• Entries provided
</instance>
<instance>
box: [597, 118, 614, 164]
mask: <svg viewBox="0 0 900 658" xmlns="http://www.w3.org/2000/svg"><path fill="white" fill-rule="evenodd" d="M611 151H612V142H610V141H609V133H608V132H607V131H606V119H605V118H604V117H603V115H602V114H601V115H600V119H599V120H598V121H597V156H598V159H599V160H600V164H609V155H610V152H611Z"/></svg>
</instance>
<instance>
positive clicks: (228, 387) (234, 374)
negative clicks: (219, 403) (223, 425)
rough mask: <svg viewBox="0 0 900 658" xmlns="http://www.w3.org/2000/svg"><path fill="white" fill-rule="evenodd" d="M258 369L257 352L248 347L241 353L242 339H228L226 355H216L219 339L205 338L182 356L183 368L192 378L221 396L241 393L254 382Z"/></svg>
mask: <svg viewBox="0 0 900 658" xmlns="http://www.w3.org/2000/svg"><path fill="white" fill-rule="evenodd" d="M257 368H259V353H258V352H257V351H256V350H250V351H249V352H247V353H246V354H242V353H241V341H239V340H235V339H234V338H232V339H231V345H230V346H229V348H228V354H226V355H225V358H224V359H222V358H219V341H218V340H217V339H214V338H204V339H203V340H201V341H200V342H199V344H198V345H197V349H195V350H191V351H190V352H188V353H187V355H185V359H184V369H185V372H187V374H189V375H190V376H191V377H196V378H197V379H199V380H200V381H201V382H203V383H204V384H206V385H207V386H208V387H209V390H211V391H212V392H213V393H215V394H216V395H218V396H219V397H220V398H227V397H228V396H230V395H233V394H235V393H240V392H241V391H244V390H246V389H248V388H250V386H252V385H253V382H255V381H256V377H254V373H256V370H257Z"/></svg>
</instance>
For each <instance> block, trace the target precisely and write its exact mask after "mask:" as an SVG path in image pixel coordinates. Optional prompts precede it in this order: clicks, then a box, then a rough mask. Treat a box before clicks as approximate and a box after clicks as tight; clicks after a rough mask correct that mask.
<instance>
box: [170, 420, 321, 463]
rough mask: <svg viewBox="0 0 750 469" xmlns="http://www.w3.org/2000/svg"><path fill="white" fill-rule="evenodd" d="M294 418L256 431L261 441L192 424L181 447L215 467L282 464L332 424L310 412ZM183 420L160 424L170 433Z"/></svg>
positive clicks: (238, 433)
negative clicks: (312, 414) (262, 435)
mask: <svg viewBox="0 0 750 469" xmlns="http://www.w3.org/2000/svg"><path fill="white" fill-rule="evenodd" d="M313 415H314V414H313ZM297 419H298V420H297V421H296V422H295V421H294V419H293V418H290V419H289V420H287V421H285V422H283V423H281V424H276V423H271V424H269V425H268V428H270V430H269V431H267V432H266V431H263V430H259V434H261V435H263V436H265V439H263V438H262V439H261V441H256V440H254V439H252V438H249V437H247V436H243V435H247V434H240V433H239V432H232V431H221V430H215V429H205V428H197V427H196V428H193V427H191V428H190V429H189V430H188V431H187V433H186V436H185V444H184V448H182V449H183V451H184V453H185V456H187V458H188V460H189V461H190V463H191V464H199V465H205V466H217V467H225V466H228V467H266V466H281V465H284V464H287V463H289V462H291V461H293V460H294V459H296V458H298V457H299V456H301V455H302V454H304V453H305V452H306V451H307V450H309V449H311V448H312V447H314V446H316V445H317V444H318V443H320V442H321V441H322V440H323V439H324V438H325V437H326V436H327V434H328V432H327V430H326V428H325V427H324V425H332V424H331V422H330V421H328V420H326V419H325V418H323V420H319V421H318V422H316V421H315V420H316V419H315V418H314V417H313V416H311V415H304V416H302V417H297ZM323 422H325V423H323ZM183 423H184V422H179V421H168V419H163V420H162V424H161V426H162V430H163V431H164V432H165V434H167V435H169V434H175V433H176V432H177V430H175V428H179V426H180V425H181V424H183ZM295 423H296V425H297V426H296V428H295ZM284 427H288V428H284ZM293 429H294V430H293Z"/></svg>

• Required action
How many lines of the data above contain the string "positive", with case counting? Reply with the number alone.

• Response for this exercise
2